> **DOCUMENT SEGMENT**
**********

With the apparently unceasing modern trend toward generic, uninspired auto detailing, the life of a custom airbrush artist seems an endangered one. Sure there’s the occasional tour bus in need of a horse scene, but the average vehicular Van Gogh is sadly lacking in rolling canvases, and many, in obvious despair, resign themselves instead to a life of crude t-shirts and spangled denim jackets. Like the scribes of pre-Guttenberg Europe, or the newspaper engravers toiling in the impending shadow of photography, the modern automotive airbrusher may very well become yet another arcane curiosity, another lowly footnote to the highbrow history of “respectable” art. We chuckle, but somewhere another muralist fades away like so much Arizona enamel, and with him goes the irreplacable, hands-on knowledge of what may soon very well be an extinct and forgotten craft.

 

Which is why a booklet like Donald J. Davenport’s Street Art is so important. Mr. Davenport was the founder and director of the Detroit area’s own Gemini School of Art and Design, the first freehand airbrush education program in the United States. The school has since vanished, at least under its original moniker (anyone with information to the contrary should please let me know), but thanks to this humble tome, Davenport’s legacy lives on.

 

While not strictly about vans—there are quite a few truly gaudy Corvettes and motorcyles as well—the majority of lessons in this book focus directly on the art of the airbrushed van mural. Davenport takes us methodically through the processes of selecting and maintaining the right equipment, preparing the surface and, finally, laying the picture on in all its pressurized glory. Along the way we pick up on a few other useful skills like glass engraving, lettering, pinstriping, and even gold leafwork. The stunted, textbook-style language doesn’t exactly jump off the page, but the instructions are, for the most part, clear and easy to follow. Thankfully, in the awkward moments when Donald’s words fail him, the photography more than compensates, with full color shots accompanying the instructions every paint-dusted step of the way.

**********

> **TASK SET**
(1) According to the Street Art review, which other skills besides the airbrushed van mural does the book teach? List all of them.
(2) In the Street Art review, what does the text call the Gemini School of Art and Design the first of in the United States?
The material that comes next has no connection to the Street Art review.

**********

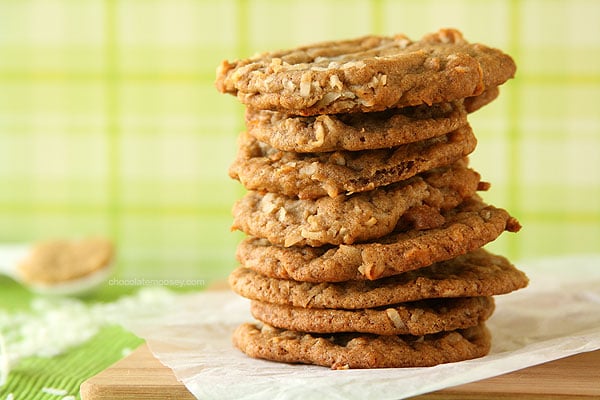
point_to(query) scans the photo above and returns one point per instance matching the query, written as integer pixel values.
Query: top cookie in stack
(365, 228)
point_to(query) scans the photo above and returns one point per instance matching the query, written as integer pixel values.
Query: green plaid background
(110, 123)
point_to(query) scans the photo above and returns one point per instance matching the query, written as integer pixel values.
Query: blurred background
(110, 123)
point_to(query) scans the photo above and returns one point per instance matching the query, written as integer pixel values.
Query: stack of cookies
(365, 229)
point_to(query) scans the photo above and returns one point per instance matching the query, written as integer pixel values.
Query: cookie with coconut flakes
(354, 131)
(415, 318)
(466, 228)
(366, 74)
(359, 217)
(362, 350)
(261, 167)
(478, 273)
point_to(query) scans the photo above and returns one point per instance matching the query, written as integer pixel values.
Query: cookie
(474, 103)
(288, 221)
(59, 260)
(468, 227)
(478, 273)
(361, 350)
(416, 318)
(366, 74)
(261, 167)
(354, 131)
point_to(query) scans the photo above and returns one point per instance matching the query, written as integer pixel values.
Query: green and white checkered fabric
(110, 123)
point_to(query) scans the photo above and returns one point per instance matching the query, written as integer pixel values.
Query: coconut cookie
(354, 131)
(366, 74)
(466, 228)
(478, 273)
(261, 167)
(416, 318)
(360, 217)
(361, 350)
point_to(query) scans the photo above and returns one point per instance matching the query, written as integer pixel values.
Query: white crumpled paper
(556, 316)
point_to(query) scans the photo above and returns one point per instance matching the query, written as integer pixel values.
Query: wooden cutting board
(140, 376)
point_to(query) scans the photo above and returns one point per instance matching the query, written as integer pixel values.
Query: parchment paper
(556, 316)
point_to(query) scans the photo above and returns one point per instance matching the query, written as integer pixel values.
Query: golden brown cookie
(366, 74)
(354, 131)
(478, 273)
(260, 167)
(359, 217)
(466, 228)
(361, 350)
(415, 318)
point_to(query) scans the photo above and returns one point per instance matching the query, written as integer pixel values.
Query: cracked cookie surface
(415, 203)
(478, 273)
(261, 167)
(415, 318)
(354, 350)
(366, 74)
(466, 228)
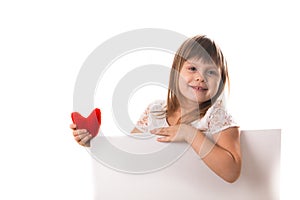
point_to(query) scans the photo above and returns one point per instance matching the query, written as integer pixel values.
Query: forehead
(201, 63)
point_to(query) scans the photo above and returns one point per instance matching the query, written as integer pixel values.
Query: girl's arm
(222, 156)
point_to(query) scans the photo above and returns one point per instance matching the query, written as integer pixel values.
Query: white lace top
(214, 121)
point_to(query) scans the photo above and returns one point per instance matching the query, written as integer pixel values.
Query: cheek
(214, 84)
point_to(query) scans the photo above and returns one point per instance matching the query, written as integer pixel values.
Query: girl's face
(199, 81)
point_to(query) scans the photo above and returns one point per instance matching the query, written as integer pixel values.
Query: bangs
(201, 48)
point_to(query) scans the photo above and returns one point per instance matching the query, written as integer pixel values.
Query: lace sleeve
(142, 123)
(219, 120)
(148, 119)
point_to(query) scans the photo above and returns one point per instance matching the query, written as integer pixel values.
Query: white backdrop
(42, 48)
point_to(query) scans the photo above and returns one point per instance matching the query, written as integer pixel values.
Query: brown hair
(198, 47)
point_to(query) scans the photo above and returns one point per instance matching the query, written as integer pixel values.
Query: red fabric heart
(91, 123)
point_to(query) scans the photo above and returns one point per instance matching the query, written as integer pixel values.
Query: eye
(192, 68)
(212, 72)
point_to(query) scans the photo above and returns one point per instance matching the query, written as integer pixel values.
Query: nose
(199, 77)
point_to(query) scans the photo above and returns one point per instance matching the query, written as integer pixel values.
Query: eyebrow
(207, 65)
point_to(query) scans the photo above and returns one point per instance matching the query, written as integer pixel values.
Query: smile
(199, 88)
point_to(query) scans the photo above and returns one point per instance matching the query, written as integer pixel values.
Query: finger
(79, 138)
(86, 139)
(164, 139)
(73, 126)
(80, 132)
(157, 130)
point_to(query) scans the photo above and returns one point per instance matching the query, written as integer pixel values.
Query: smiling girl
(194, 111)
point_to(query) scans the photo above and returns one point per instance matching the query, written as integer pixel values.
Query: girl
(194, 111)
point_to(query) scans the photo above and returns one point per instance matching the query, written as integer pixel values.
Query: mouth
(199, 88)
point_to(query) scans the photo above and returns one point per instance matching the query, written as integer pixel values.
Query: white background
(43, 45)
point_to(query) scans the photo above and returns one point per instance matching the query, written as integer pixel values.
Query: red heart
(91, 123)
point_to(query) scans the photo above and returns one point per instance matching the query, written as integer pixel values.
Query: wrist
(191, 135)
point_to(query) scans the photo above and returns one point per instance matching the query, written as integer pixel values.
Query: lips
(199, 88)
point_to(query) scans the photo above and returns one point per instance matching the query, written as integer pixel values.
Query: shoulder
(216, 119)
(219, 119)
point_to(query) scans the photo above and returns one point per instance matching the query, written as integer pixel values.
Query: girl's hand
(177, 133)
(82, 136)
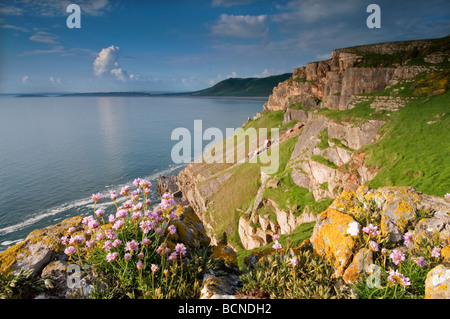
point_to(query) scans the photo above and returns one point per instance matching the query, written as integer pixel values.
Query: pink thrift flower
(122, 213)
(131, 245)
(145, 184)
(99, 212)
(397, 256)
(107, 245)
(371, 230)
(173, 256)
(374, 245)
(172, 229)
(97, 197)
(277, 245)
(293, 261)
(396, 277)
(421, 262)
(111, 219)
(70, 250)
(111, 234)
(113, 195)
(180, 249)
(111, 257)
(407, 239)
(116, 243)
(124, 191)
(436, 252)
(118, 224)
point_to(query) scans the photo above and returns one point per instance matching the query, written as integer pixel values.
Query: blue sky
(189, 45)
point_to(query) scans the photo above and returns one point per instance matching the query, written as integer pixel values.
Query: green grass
(302, 232)
(412, 152)
(362, 112)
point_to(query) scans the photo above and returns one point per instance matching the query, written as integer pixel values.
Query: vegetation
(244, 87)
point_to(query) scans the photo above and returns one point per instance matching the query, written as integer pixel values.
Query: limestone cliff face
(337, 80)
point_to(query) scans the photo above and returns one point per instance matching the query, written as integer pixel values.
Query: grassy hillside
(244, 87)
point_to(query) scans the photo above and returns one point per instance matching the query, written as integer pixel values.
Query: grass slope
(244, 87)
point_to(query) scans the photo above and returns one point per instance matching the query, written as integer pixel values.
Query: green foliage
(24, 285)
(275, 277)
(414, 152)
(244, 87)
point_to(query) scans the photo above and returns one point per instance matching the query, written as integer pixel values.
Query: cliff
(334, 117)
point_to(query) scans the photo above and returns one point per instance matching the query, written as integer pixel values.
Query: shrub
(132, 255)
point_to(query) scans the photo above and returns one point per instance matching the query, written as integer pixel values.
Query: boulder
(38, 248)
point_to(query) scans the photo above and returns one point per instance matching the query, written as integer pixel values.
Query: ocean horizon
(56, 152)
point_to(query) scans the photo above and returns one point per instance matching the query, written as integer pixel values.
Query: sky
(181, 46)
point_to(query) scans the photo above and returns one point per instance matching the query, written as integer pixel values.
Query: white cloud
(229, 3)
(241, 26)
(51, 8)
(44, 37)
(106, 62)
(55, 81)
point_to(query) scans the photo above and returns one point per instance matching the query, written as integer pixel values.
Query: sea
(55, 152)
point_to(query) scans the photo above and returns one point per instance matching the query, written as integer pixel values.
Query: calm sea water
(55, 152)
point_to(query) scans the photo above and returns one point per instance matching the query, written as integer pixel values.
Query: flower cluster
(135, 236)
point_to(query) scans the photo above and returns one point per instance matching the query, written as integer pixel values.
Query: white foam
(85, 202)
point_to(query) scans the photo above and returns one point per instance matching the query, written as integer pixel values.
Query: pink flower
(436, 252)
(111, 219)
(136, 182)
(146, 225)
(122, 213)
(116, 243)
(99, 212)
(113, 195)
(97, 197)
(407, 239)
(277, 245)
(64, 240)
(145, 184)
(124, 191)
(131, 245)
(421, 262)
(371, 230)
(374, 245)
(396, 277)
(70, 250)
(107, 245)
(173, 256)
(111, 257)
(118, 224)
(293, 261)
(111, 234)
(172, 229)
(180, 249)
(397, 256)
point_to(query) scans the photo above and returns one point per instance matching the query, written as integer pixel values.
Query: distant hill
(244, 87)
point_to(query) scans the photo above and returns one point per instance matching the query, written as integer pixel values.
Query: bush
(132, 255)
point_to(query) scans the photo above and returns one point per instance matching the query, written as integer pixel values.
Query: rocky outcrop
(337, 80)
(337, 233)
(319, 167)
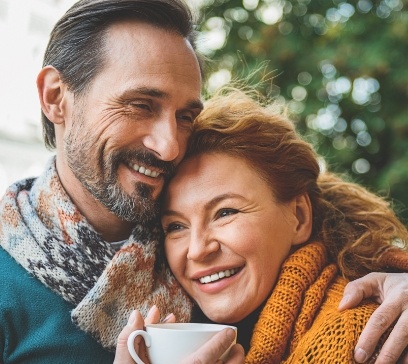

**********

> **ANSWERS IN ORDER**
(1) Glass engraving, lettering, pinstriping, and gold leafwork.

(2) The first freehand airbrush education program in the United States.